-- Text block --
▼▼▼

In recent years, our team has focused on key scientific issues, such as the inability to assess student knowledge, imbalance in access to education resources, and the difficulties in making tailored recommendations. A series of research achievements have been made (see Figure 1) in terms of cognitive modeling, in-depth representation and analysis of education resources, and personalized learning and recommendation. Representative papers published in important international conferences and periodicals in the field of artificial intelligence and data mining include IJCAI2015, AAAI 2017, AAAI 2018, KDD 2018, KDD 2019, and ACM TIST. For example, a framework for depth representation in educational resources combined with an attention mechanism is proposed, which not only adopts unified modeling of content (such as text and images) for heterogeneous resources, but also designs an internal sequence relationship for automated learning of information resources (for example, semantic relationships) and identifies content that is most related to the predicted attribute. In terms of the difficulties in automatically annotating question resources, the depth representation framework improves precision by 25% compared with manual approaches and it is able to find the key statement for the question and improve the explanatory effect.

▲▲▲

Dataset items:

▼▼▼

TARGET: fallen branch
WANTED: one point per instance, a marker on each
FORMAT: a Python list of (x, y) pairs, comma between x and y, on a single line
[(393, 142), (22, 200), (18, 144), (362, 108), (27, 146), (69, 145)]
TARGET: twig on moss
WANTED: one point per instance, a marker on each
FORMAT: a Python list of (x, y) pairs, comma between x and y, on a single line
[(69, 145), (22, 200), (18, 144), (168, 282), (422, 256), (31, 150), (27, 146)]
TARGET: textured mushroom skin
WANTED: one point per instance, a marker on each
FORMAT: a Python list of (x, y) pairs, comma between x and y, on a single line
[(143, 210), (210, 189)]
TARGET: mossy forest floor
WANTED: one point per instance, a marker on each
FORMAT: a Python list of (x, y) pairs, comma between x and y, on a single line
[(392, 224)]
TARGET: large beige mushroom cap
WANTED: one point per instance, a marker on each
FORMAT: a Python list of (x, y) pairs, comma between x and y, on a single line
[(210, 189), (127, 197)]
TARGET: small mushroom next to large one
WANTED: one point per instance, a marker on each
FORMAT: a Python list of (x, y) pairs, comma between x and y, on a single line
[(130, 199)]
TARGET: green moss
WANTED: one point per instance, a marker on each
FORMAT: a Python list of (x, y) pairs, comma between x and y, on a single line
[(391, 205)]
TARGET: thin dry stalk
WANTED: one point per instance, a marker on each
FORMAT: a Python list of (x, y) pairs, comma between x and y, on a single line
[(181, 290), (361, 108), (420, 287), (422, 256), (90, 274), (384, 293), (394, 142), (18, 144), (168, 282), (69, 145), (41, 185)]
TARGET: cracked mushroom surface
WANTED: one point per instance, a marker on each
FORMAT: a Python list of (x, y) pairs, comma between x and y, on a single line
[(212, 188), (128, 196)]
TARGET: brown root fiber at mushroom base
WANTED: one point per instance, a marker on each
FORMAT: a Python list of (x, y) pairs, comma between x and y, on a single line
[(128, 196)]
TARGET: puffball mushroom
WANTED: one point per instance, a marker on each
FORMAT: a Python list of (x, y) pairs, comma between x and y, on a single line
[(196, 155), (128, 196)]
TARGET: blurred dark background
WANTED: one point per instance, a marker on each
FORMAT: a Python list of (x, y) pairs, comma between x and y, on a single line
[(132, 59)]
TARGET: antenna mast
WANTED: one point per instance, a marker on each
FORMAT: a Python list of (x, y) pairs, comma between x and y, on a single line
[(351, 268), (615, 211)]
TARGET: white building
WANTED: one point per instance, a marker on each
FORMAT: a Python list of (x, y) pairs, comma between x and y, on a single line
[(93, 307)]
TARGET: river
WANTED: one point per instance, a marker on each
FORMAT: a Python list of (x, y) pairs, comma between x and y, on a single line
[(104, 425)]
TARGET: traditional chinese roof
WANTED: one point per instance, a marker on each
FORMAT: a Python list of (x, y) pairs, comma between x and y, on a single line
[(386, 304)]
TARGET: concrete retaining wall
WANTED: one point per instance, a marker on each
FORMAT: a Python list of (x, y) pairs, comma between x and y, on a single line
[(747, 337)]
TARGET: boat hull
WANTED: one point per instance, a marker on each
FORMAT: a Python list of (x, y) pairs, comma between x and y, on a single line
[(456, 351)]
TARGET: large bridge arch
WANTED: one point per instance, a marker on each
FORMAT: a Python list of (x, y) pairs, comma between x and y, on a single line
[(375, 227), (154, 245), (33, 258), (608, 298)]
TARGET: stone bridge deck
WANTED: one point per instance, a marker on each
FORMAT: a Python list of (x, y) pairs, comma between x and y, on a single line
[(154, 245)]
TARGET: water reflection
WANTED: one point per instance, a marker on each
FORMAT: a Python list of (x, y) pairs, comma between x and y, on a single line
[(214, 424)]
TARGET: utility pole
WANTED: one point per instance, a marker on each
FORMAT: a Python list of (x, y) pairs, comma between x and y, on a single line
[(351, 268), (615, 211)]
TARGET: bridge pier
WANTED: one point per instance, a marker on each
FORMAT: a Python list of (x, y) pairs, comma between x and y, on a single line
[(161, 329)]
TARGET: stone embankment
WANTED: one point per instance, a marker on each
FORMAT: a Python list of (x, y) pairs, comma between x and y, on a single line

▲▲▲

-- Problem to solve --
Reproduce the whole passage above on the team's education research word for word.

-- Solution for this problem --
In recent years, our team has focused on key scientific issues, such as the inability to assess student knowledge, imbalance in access to education resources, and the difficulties in making tailored recommendations. A series of research achievements have been made (see Figure 1) in terms of cognitive modeling, in-depth representation and analysis of education resources, and personalized learning and recommendation. Representative papers published in important international conferences and periodicals in the field of artificial intelligence and data mining include IJCAI2015, AAAI 2017, AAAI 2018, KDD 2018, KDD 2019, and ACM TIST. For example, a framework for depth representation in educational resources combined with an attention mechanism is proposed, which not only adopts unified modeling of content (such as text and images) for heterogeneous resources, but also designs an internal sequence relationship for automated learning of information resources (for example, semantic relationships) and identifies content that is most related to the predicted attribute. In terms of the difficulties in automatically annotating question resources, the depth representation framework improves precision by 25% compared with manual approaches and it is able to find the key statement for the question and improve the explanatory effect.